● SOURCE EXTRACT:
I still love him, is it enough?

iVillage Member
Registered: 03-28-2003
I still love him, is it enough?
4
Fri, 03-28-2003 - 7:42am
I know i'm not married, but I have been in a relationship for almost 7 years (with a few bumps in the road) I had recently been informed by my boyfriend that the reason he had been treating me like crap for the past year, is because he has cheated on me and couldn't deal with it.. Well of course i went ballastic, especially when all the info came out:

He likes to drink (problem knowing when to stop) and met someone that had the same qualities he has.. at first he told her he had me, but then we fought about something and ended up in her bed soon after (multiple times for about a year) - to make matters worse he didn't use any protection (niether while with me also!). What also makes me so angry, is her ejaculated inside of her ("it's ok, cause she's on the pill" per her)- I would'nt allow him to do that with me, because i feel you only do that if your either married or want to make a baby. After i left him (in November 02) (before I'd known about the cheating), he went out on what i call a sex-capade, jumping in the sack with a 22 year old, size 3, ex-coworker of his, then a long time friend (of both of ours), that which he confessed, he'd always been interested in (both of which i know- I knew they sleep with EVERYTHING!!) He'd realized niether were what he wanted and that I'm his soul mate, love, his everything... (oh, by the way, the one he'd cheated on, is now pregnant- niether know who the father is, since she had a couple of boyfriends) So, i'm getting counseling and TRYING to deal with this, but i'm sooo numb inside i feel so completely hurt inside.. i feel he's gonna do it again.. I do love him, not in love right now, and i don't know if I believe him when he says he loves me... he had cut back drasticaly going out to the bar, but slowly he's starting up again (a year ago it was 5-7 days a week, a month ago it was 1, now it's up to 3 times) should i just move on?? give up?? or try?? When the baby comes, I don't know if i can handle being with him.. he doesn't want anything to do with it. Its also hard because we have opposite schedules, I work the night shift, he's unemployed at the moment (long story, but not his fault)so i'm sleeping when he's up and wants to do something.. (I'm trying to find a better job!!)Please give me any opinion you have, Sorry so long. Thanks for reading.

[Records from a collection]
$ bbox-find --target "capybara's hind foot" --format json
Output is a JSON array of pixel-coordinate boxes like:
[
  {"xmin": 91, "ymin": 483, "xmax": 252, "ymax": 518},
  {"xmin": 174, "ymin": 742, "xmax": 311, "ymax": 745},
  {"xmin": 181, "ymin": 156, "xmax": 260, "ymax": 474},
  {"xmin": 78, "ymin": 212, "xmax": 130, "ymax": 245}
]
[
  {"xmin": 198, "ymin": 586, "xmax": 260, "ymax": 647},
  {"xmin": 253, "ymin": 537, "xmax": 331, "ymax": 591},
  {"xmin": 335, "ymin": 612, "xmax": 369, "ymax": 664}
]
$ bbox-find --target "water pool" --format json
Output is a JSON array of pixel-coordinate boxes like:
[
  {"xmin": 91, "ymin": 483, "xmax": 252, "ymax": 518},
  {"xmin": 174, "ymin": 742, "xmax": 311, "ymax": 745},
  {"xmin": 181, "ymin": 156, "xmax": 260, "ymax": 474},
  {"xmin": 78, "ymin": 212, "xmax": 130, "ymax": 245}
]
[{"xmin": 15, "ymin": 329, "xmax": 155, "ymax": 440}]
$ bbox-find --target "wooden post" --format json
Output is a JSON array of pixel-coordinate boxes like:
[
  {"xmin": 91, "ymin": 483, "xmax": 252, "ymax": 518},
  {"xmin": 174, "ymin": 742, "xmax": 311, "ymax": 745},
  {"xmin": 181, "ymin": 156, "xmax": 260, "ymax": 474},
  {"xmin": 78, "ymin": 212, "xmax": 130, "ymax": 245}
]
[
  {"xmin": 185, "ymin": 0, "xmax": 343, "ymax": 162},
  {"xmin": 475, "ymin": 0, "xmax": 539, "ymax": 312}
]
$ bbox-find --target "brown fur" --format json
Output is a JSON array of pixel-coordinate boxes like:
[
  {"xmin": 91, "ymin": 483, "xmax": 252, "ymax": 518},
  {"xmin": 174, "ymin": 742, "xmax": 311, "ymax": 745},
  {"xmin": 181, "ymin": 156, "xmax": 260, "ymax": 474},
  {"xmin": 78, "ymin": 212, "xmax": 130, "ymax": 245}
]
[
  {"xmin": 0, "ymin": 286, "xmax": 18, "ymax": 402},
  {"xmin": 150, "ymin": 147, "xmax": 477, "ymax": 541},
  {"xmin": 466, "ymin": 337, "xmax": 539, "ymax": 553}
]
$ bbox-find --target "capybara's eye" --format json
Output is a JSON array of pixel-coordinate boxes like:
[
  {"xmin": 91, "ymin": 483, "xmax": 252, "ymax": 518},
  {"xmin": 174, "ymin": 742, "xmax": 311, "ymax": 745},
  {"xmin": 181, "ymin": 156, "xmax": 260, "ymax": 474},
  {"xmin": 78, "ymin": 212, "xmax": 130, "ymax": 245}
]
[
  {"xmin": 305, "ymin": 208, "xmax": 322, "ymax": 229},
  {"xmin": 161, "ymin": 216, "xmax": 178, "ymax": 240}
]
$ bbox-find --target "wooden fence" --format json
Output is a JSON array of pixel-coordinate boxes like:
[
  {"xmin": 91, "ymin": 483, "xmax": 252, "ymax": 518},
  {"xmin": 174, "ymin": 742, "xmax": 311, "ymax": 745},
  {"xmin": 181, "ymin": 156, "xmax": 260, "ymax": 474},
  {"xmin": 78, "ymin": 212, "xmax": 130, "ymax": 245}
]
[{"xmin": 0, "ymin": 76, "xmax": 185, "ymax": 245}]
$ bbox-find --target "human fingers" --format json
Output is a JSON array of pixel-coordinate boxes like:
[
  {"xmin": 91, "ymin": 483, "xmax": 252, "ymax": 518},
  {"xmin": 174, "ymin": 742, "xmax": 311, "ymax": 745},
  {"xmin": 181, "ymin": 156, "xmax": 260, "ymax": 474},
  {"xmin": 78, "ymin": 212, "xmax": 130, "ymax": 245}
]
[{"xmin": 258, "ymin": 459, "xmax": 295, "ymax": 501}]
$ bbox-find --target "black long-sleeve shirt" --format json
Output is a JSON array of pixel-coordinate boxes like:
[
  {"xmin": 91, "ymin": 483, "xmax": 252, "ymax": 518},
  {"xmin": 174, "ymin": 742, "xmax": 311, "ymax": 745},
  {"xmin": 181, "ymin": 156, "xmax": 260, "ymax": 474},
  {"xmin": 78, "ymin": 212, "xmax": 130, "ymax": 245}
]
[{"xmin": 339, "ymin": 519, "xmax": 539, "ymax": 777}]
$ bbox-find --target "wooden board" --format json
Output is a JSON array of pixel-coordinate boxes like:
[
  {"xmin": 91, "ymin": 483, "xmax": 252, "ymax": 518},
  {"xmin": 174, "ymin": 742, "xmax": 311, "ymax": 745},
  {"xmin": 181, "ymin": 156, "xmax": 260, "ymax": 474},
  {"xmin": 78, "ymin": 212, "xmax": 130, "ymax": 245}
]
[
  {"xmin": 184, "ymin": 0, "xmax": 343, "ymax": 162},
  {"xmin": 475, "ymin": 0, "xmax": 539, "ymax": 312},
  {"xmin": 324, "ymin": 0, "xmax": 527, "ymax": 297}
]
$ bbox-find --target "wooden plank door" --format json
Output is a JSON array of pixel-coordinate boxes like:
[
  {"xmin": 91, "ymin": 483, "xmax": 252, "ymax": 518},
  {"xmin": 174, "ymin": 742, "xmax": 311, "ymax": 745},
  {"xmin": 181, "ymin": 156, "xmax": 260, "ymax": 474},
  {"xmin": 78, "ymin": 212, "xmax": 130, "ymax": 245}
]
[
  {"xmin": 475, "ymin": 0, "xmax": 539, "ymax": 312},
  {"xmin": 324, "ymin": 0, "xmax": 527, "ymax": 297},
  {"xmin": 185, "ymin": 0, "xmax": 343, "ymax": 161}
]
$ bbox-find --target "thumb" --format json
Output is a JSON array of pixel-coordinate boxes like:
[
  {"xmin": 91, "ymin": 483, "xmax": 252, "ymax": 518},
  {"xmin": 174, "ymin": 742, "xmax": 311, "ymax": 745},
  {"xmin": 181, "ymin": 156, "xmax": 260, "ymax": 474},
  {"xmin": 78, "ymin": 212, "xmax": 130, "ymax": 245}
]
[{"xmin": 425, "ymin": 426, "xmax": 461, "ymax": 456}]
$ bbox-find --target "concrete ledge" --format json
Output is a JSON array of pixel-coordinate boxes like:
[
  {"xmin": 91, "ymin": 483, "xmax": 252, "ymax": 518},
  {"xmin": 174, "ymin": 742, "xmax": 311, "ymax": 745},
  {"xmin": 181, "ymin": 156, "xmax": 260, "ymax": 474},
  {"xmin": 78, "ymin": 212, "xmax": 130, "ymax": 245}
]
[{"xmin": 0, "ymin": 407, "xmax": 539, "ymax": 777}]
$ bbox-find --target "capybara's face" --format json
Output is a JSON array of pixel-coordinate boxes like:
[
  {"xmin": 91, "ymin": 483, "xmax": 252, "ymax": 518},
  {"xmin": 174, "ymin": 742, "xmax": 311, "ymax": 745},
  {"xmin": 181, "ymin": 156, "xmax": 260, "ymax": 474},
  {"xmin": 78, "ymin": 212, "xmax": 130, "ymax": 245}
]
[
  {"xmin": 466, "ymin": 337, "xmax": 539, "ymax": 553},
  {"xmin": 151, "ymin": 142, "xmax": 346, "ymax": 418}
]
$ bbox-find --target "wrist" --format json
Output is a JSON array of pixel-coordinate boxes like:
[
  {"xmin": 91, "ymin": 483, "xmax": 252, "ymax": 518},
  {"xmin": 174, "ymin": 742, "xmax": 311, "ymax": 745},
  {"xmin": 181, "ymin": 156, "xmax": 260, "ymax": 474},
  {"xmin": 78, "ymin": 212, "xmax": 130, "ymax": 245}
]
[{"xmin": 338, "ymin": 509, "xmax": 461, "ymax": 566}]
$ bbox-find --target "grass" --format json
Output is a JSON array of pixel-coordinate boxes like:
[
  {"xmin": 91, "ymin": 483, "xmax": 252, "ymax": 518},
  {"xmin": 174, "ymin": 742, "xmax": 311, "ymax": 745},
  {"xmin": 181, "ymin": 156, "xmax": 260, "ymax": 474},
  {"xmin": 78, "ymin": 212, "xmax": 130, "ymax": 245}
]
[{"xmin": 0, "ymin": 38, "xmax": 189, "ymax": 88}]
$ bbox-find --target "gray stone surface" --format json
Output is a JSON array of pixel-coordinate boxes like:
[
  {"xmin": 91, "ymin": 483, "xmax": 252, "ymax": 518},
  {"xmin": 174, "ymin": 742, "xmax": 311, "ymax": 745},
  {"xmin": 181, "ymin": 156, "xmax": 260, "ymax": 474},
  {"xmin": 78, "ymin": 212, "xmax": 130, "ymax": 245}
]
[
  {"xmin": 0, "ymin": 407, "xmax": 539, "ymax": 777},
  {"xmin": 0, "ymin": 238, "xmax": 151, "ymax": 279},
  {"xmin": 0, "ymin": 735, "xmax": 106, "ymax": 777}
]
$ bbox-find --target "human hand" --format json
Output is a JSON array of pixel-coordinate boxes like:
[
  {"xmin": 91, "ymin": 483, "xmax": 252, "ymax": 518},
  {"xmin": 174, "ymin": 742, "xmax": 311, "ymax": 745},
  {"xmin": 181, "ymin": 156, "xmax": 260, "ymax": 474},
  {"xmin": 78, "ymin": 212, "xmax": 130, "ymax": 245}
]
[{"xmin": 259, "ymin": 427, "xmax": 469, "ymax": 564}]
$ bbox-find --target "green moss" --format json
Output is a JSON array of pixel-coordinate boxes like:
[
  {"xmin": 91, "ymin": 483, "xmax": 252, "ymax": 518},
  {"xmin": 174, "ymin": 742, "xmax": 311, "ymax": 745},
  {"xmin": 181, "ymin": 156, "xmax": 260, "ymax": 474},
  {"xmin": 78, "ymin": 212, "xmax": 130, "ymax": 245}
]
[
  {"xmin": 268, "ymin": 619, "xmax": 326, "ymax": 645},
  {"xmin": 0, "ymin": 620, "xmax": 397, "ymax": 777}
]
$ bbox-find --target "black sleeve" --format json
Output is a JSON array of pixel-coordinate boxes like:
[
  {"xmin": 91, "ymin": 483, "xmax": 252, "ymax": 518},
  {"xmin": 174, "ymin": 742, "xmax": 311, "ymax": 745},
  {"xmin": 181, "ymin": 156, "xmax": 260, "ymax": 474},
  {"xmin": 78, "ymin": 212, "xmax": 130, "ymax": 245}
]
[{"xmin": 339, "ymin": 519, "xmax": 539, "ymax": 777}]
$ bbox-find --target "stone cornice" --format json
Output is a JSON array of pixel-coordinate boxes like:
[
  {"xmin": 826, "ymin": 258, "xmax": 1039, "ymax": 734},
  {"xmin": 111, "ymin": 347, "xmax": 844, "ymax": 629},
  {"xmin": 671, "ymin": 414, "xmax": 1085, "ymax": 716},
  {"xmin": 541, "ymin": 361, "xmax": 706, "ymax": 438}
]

● SET PROBLEM 1: Rewrite the paragraph of the forum post that begins "I know i'm not married" as a short list that keeps its main facts.
● SET PROBLEM 2: Pull out every line of the records that contains the string "black", treating uppercase and lowercase as distinct.

● COMPLETE ANSWER 1:
- The writer is not married but has been in a relationship for almost seven years, with a few bumps along the way.
- The writer's boyfriend recently revealed that he had cheated.
- He gave this as the reason he had treated the writer badly for the past year, saying he could not deal with it.
- The writer reacted with fury, especially once all the details came out.

● COMPLETE ANSWER 2:
$ bbox-find --target "black long-sleeve shirt" --format json
$ bbox-find --target "black sleeve" --format json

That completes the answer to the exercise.